Extrait à lire:

La population canadienne est généralement peu au courant de ce que le syndicalisme fait en matière de solidarité internationale, et pourtant, il existe une longue tradition de coopération syndicale au Canada. Cette coopération vise par exemple à coordonner les stratégies, développer des liens, contribuer au dialogue, dispenser des formations, développer des espaces de solidarité au sein d'organisations syndicales internationales, comme la Confédération syndicale internationale, et des alliances stratégiques pour un développement inclusif.

La coopération internationale : un prolongement de l'action syndicale

La coopération au développement est donc partie intégrante de l'action syndicale. Elle peut prendre diverses formes, allant de la mutualisation des services, la défense des droits, l'amélioration des infrastructures, à des initiatives économiques. Le mouvement syndical participe activement aux activités en coopération, tant ici qu'à l'étranger, pour des projets bien concrets.

C'est la raison pour laquelle les syndicats veulent y faire reconnaître l'importance de leur action pour la vie associative et démocratique afin de contrer la pauvreté et l'exclusion sociale.

Réunion du comité des femmes travailleuses au Sénégal, 2010 © Michèle Asselin

Les relations entre le mouvement syndical et les mouvements sociaux et coopératifs remontent aux origines des syndicats. Les premières associations de travailleuses et de travailleurs se sont formées en Europe. Au XVIIIe siècle, les syndicats avaient d'ailleurs plus le profil de coopératives que la forme actuelle.

Le monde du travail a connu plusieurs mutations depuis. Les syndicats sont devenus acteurs du développement social jusqu'aux années 1980. Or, les attaques que le syndicalisme subit sous le poids de la mondialisation et des politiques néolibérales freinent lourdement son action.

Depuis la crise financière de 2008, les injustices ont entraîné une perte de confiance envers un système de marché devenu fondamentalement inéquitable. Plusieurs travailleuses et travailleurs ont non seulement perdu leur emploi, mais aussi leur protection sociale, garante de leur émancipation, au profit des riches financiers et spéculateurs de ce monde identifiés comme les premiers responsables de cette crise financière mondiale.

Les syndicats québécois et canadiens étaient très actifs en coopération internationale avant les coupes de l'aide internationale, alors que les syndicats négociaient des fonds de contrepartie avec l'État, qui représentaient des contributions importantes.

Ces coupes ont mis en péril les acquis des projets de développement de proximité peu coûteux et efficaces. Par conséquent, l'inclusion de la paix et de la sécurité, la participation démocratique, la primauté du droit, l'égalité entre les sexes, et la protection de l'environnement, qui sont les bases de la coopération syndicale, essuient des reculs marqués depuis 10 ans.

Un changement de paradigme s'impose

Le mouvement syndical est un acteur clé pour le développement, qui doit être fondé sur les droits de la personne. Une approche qui ne s'attaque pas aux causes profondes et structurelles de la pauvreté et privilégie plutôt des solutions rapides et sur le court terme ne sera ni efficace, ni légitime, ni durable.

Consigne: Transcrivez fidèlement le passage du texte sur la coopération syndicale internationale qui va de « La population canadienne » jusqu'à « un développement inclusif. ».

Données enregistrées:
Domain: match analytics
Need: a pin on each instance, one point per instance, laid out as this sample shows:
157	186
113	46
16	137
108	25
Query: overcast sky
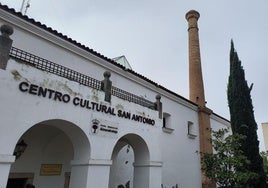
152	34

Problème résolu:
La population canadienne est généralement peu au courant de ce que le syndicalisme fait en matière de solidarité internationale, et pourtant, il existe une longue tradition de coopération syndicale au Canada. Cette coopération vise par exemple à coordonner les stratégies, développer des liens, contribuer au dialogue, dispenser des formations, développer des espaces de solidarité au sein d'organisations syndicales internationales, comme la Confédération syndicale internationale, et des alliances stratégiques pour un développement inclusif.